▶ [Instruction]:
Rewrite the records from the line with "# point: tailgate" through the end of the records as a two-column CSV with the columns "input" and "output." Give one row for each record, with its text and its answer each in a single quoted field and line breaks replaced by spaces.

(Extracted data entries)
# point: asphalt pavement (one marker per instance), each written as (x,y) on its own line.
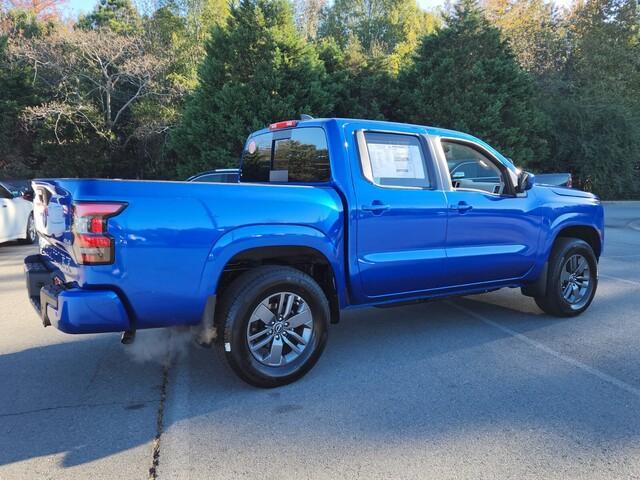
(485,386)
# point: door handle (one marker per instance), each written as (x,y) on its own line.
(376,207)
(461,207)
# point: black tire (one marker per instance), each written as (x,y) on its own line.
(239,302)
(554,302)
(30,235)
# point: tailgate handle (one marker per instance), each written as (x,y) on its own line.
(376,207)
(461,207)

▶ [Answer to this exercise]:
input,output
"# point: tailgate handle (one marker per instance), each written as (x,y) on its own line.","(376,207) (461,207)"